■ THE REQUEST ■
Send back all the data below, exactly as given.

Object location annotation data
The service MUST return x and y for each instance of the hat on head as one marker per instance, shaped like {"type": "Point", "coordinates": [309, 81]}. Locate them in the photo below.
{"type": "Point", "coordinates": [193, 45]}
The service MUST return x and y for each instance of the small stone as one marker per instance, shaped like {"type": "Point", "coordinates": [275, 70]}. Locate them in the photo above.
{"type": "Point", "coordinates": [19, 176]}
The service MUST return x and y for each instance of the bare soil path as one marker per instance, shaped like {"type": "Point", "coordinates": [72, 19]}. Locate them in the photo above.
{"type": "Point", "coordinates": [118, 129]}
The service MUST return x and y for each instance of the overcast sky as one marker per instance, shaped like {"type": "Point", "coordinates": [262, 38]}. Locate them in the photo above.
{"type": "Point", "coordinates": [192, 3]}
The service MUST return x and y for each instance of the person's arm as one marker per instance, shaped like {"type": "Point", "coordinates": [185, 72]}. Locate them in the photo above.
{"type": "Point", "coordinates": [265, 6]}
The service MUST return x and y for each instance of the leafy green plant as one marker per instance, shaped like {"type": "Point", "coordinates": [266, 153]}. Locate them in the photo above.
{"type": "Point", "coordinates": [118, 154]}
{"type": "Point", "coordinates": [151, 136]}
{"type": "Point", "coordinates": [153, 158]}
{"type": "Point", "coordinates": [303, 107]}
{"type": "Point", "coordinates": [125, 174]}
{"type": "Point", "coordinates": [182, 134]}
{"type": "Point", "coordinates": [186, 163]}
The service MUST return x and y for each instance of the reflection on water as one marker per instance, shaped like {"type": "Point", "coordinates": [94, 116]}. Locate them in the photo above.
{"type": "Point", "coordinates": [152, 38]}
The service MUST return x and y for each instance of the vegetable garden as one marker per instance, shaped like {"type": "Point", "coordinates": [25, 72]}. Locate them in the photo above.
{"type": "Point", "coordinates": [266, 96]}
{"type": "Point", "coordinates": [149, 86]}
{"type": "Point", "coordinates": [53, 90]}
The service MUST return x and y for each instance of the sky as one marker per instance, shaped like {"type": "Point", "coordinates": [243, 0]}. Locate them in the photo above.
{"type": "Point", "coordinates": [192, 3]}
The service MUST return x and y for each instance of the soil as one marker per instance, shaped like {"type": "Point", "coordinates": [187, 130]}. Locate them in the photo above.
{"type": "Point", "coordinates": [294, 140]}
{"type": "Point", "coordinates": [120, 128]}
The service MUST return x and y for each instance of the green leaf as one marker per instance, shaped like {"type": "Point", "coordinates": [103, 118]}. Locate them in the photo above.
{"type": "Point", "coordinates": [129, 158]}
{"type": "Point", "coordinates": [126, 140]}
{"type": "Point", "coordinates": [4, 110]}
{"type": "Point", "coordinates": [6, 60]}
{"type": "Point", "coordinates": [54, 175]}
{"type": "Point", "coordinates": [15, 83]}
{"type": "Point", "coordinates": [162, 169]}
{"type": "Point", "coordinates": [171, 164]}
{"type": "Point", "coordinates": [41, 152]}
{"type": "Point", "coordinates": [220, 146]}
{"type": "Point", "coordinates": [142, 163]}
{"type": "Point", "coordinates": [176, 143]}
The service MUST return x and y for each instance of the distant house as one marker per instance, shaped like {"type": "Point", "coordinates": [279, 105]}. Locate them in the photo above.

■ THE OUTPUT ■
The service MUST return x and y for each instance of the hat on head as one marker per instance, shaped like {"type": "Point", "coordinates": [309, 81]}. Locate them in the photo below.
{"type": "Point", "coordinates": [193, 45]}
The service MUST return x and y for each instance of the small stone as one marker per instance, shaped like {"type": "Point", "coordinates": [275, 70]}. Locate them in the photo above.
{"type": "Point", "coordinates": [19, 176]}
The service MUST return x and y for each instance of the bare soil path as one marker per instance, shaped like {"type": "Point", "coordinates": [72, 19]}. Locate them in the photo above.
{"type": "Point", "coordinates": [118, 129]}
The service MUST return x and y for each instance of the overcast sky as one marker per instance, shaped like {"type": "Point", "coordinates": [262, 38]}. Locate them in the photo above.
{"type": "Point", "coordinates": [192, 3]}
The service MUST return x and y for each instance of the person's arm as one marker per instance, shaped like {"type": "Point", "coordinates": [185, 72]}. Locate them in the photo above.
{"type": "Point", "coordinates": [265, 6]}
The service MUST return x and y for each instance of the leafy green plant as one marker per instance, shaped like {"type": "Point", "coordinates": [266, 153]}. Locate them in the photo above.
{"type": "Point", "coordinates": [118, 154]}
{"type": "Point", "coordinates": [151, 136]}
{"type": "Point", "coordinates": [153, 158]}
{"type": "Point", "coordinates": [303, 107]}
{"type": "Point", "coordinates": [125, 174]}
{"type": "Point", "coordinates": [182, 134]}
{"type": "Point", "coordinates": [186, 163]}
The service MUST return x and y for each instance of the reflection on water as one marker per instance, shaped like {"type": "Point", "coordinates": [94, 116]}. Locate them in the photo above.
{"type": "Point", "coordinates": [152, 38]}
The service MUST return x and y for each instance of the vegetable garden as one marker per instance, shaped like {"type": "Point", "coordinates": [25, 72]}. Locate them in the photo above.
{"type": "Point", "coordinates": [266, 96]}
{"type": "Point", "coordinates": [149, 86]}
{"type": "Point", "coordinates": [53, 90]}
The service MUST return x and y for each instance of the sky as one marker per instance, shaped like {"type": "Point", "coordinates": [243, 0]}. Locate them in the photo above.
{"type": "Point", "coordinates": [192, 3]}
The service MUST return x and y for each instance of the soil as one marker per instance, shaped like {"type": "Point", "coordinates": [187, 130]}. Locate them in the photo above.
{"type": "Point", "coordinates": [294, 140]}
{"type": "Point", "coordinates": [120, 128]}
The service MUST return x and y for each instance of the green leaf as one marker per instance, shaped like {"type": "Point", "coordinates": [103, 118]}. Locate them in the photo above.
{"type": "Point", "coordinates": [129, 158]}
{"type": "Point", "coordinates": [126, 140]}
{"type": "Point", "coordinates": [4, 110]}
{"type": "Point", "coordinates": [6, 60]}
{"type": "Point", "coordinates": [54, 175]}
{"type": "Point", "coordinates": [15, 83]}
{"type": "Point", "coordinates": [162, 169]}
{"type": "Point", "coordinates": [171, 164]}
{"type": "Point", "coordinates": [41, 152]}
{"type": "Point", "coordinates": [220, 146]}
{"type": "Point", "coordinates": [142, 163]}
{"type": "Point", "coordinates": [176, 143]}
The service MUST return x and y for each instance of the distant house as one marker per instance, shaped like {"type": "Point", "coordinates": [279, 105]}. Locate them in the photo above.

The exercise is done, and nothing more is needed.